Minha amiga avistou outro menino bonitinho e resolveu olhar para ele para afogar as mágoas. Ela deu uma olhadinha e o gato chegou junto. Achei aquilo muito estranho considerando o comportamento local. O menino abriu a boca: brasileiro! Agora estava explicado! O menino era a criatura mais boba e desinteressante, sorte dele que tinha uma carinha bem aceitável para gente aguentar a bobagens que ele estava falando.

Minha amiga bem conversando com ele quando dei um pulo na minha cadeira. Um por um eu vi os altões passando pela janela do bar em direção a entrada. Foi tudo em câmera lenta, todos ele depois um tempinho sem ninguém passar pela janela e por último: o Grandalhão em toda sua lindeza. Eles foram entrando, até que o bofe apareceu, eu e minha amiga, as duas acenamos, ele olhou sorriu e passou. Eu esbocei ficar triste, mas antes que tivesse tempo, ele parou, fez uma cara de confuso, e voltou. Foi quando reparei que ele não tinha me visto, só minha amiga.

Ele veio falar comigo, eu mencionei que era a segunda vez que ele passava por mim sem perceber que eu existia, ele pediu desculpas explicou o que eu já sabia: que estava perdido dos seus amigos. Alguns dos altões vieram conversar com a gente de depois de alguns minutos, nós percebemos que o brasileiro tinha ido embora e a gente nem reparou. Coitado, o menino era bonito, mas perto daquele harém invertido, ele não pegava nem gripe.

****

Segundo o trecho do documento acima, que explicação o Grandalhão deu ao pedir desculpas? Responda em uma frase, por favor.

****

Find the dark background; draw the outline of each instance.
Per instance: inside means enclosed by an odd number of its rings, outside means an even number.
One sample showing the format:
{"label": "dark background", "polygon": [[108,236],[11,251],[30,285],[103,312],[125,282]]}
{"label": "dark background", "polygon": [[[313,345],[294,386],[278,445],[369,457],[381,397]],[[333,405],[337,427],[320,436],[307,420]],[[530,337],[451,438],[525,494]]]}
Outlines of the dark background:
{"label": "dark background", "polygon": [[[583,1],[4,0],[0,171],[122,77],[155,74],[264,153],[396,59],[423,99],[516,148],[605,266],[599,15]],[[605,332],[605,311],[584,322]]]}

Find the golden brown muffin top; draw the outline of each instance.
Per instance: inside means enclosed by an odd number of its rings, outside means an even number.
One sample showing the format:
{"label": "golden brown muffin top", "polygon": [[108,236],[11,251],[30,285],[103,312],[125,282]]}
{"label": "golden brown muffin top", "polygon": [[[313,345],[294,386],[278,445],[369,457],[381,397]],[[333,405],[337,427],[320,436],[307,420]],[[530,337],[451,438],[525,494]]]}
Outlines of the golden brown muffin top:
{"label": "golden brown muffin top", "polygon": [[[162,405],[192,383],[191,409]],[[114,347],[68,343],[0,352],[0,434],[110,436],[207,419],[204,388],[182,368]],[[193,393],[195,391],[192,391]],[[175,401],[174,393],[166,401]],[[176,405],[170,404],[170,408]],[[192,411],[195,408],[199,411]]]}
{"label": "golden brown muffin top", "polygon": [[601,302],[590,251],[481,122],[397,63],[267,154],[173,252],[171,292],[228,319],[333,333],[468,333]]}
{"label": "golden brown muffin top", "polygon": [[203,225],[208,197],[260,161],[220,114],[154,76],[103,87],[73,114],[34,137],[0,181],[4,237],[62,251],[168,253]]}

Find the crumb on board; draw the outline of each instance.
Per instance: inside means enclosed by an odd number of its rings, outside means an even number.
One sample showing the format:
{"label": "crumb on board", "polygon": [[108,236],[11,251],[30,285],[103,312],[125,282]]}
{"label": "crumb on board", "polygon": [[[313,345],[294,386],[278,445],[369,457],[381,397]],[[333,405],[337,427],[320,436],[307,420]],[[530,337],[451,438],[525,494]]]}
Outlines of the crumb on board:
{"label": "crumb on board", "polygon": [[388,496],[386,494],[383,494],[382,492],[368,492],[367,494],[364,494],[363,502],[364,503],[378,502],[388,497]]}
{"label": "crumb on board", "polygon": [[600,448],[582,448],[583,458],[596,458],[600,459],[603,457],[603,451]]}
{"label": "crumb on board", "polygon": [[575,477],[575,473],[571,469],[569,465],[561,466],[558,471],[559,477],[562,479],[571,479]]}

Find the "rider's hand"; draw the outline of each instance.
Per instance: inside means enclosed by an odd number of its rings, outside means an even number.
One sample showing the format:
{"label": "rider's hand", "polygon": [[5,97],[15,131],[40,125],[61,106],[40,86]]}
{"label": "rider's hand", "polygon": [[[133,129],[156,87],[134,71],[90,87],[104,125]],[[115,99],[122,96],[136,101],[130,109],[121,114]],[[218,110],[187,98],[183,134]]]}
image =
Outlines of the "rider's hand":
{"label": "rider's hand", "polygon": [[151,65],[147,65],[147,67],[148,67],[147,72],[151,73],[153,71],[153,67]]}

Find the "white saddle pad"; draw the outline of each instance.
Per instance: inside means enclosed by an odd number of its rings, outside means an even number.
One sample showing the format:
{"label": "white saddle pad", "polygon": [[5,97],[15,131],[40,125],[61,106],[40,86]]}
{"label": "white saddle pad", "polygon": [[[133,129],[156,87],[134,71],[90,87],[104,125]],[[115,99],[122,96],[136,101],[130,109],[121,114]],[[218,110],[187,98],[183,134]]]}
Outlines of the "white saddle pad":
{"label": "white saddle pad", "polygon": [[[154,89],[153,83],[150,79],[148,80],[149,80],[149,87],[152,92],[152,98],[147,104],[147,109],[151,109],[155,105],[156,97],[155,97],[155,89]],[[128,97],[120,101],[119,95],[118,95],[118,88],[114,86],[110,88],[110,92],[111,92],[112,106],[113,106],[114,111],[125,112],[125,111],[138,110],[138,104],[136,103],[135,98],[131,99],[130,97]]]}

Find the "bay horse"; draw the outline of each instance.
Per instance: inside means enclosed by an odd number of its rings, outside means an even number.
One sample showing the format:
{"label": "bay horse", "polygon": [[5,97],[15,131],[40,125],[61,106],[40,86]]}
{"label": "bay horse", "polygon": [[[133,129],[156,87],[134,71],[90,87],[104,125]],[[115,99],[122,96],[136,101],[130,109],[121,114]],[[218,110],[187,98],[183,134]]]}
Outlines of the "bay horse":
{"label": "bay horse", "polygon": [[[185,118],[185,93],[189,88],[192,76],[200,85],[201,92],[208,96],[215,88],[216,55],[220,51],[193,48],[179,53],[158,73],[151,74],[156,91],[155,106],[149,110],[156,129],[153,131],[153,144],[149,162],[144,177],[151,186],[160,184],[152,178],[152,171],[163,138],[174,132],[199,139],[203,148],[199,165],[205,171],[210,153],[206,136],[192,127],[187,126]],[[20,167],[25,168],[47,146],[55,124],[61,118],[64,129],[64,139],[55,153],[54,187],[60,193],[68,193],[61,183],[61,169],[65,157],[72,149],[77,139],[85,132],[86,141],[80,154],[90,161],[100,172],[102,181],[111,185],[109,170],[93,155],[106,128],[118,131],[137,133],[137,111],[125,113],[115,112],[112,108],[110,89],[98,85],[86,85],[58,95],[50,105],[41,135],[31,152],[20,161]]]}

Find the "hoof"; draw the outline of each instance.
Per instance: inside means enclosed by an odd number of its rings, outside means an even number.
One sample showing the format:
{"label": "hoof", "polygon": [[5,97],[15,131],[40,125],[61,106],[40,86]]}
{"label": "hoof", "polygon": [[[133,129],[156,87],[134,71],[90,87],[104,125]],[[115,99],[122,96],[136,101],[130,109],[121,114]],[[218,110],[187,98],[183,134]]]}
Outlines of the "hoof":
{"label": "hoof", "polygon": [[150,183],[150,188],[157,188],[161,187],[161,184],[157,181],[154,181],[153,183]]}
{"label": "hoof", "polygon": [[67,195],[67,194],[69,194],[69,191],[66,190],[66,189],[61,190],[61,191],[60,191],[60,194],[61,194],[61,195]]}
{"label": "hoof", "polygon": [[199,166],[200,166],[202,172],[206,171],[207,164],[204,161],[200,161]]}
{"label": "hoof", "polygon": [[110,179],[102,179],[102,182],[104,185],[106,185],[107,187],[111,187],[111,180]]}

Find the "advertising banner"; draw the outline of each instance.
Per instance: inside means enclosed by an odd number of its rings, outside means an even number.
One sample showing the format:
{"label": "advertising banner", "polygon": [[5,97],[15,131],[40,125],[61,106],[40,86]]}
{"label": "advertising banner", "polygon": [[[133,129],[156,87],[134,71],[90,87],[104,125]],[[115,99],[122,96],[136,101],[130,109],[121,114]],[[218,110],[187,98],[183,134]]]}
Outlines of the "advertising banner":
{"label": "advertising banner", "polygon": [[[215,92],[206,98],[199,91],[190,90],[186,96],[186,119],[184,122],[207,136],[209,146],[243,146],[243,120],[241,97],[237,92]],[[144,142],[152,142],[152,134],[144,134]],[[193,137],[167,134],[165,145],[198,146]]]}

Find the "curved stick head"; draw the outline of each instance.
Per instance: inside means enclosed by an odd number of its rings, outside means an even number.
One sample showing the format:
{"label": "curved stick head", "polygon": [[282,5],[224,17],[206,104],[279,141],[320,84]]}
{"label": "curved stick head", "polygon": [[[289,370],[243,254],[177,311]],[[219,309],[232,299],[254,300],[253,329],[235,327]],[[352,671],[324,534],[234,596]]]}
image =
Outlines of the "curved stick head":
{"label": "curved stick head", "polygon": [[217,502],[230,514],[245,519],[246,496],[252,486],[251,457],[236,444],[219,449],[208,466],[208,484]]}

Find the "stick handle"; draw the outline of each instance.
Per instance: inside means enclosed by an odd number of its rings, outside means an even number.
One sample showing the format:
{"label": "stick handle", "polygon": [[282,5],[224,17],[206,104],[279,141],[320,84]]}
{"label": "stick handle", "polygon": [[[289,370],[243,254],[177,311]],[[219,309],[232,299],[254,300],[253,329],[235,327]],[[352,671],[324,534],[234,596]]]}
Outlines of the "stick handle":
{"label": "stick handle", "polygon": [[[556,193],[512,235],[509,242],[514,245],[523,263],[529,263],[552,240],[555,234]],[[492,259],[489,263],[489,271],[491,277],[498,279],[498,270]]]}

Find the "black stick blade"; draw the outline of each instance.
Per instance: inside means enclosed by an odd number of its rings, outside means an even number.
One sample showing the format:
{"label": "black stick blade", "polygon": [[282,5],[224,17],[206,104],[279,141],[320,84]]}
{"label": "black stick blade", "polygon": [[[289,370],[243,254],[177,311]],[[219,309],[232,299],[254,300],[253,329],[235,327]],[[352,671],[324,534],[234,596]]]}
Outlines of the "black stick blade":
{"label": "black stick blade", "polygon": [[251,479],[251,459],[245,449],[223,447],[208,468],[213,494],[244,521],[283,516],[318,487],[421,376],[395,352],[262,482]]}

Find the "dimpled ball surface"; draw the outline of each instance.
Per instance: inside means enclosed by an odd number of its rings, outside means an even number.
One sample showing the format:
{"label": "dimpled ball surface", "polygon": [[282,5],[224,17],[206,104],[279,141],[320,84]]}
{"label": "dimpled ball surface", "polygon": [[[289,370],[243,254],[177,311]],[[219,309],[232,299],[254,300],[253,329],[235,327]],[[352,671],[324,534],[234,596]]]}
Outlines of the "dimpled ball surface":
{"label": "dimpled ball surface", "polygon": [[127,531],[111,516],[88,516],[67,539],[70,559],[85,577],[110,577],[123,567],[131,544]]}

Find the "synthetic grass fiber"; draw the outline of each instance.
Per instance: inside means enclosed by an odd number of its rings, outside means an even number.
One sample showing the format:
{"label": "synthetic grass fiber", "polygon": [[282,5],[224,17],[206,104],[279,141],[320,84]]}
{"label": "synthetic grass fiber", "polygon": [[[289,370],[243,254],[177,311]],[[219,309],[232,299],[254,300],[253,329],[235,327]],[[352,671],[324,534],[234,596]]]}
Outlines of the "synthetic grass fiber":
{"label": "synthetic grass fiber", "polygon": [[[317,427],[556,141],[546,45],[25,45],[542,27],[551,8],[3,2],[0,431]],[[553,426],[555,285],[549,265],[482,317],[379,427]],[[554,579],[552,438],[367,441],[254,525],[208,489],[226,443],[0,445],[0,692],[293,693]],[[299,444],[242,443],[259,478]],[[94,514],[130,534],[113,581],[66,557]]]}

****

* Resposta final *
Ele explicou que estava perdido dos seus amigos.